:: WHAT THE TASK ASKS ::
Reproduce everything from the line containing "A single pin marks each instance of the amphitheater" down to the end of the items, changing every "A single pin marks" to "One pin marks" and leaving all else untouched.

Collected data:
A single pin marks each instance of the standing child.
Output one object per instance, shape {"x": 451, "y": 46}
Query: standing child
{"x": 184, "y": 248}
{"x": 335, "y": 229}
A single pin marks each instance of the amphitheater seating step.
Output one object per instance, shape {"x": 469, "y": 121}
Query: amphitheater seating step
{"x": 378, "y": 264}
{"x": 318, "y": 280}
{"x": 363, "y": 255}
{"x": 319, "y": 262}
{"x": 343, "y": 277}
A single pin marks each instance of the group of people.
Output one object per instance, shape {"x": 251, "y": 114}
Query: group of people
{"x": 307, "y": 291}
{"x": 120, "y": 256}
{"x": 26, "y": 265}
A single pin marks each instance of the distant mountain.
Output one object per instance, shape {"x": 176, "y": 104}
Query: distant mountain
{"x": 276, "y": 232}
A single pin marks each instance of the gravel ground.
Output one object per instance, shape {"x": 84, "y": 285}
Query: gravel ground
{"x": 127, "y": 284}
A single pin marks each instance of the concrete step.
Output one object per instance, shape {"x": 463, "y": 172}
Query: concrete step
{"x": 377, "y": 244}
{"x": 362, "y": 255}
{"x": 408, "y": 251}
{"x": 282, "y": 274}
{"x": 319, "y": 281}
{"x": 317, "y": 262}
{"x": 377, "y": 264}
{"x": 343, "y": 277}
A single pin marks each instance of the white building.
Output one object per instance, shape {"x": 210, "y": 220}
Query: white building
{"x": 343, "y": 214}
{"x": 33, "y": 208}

:: RESPONSE ::
One pin marks each instance of the amphitheater seating step.
Output one object per instance, shape {"x": 469, "y": 121}
Query: amphitheater seating step
{"x": 378, "y": 264}
{"x": 318, "y": 280}
{"x": 363, "y": 255}
{"x": 319, "y": 262}
{"x": 343, "y": 277}
One pin marks each instance of the group of people.
Output one object per instance, shape {"x": 251, "y": 114}
Query: group of people
{"x": 307, "y": 291}
{"x": 120, "y": 256}
{"x": 26, "y": 265}
One pin marks each instance of the distant mountain.
Output one object per instance, shape {"x": 176, "y": 104}
Query: distant mountain
{"x": 276, "y": 232}
One pin marks each instance of the gravel ground.
Output one object per instance, shape {"x": 84, "y": 285}
Query: gravel ground
{"x": 127, "y": 284}
One pin marks each instance of the concrete step.
Output one object per instance, shape {"x": 463, "y": 172}
Query: concrete step
{"x": 377, "y": 244}
{"x": 362, "y": 255}
{"x": 408, "y": 251}
{"x": 282, "y": 274}
{"x": 319, "y": 281}
{"x": 317, "y": 262}
{"x": 377, "y": 264}
{"x": 343, "y": 277}
One pin marks each instance of the white building.
Output one object per instance, shape {"x": 210, "y": 220}
Query: white building
{"x": 343, "y": 214}
{"x": 33, "y": 208}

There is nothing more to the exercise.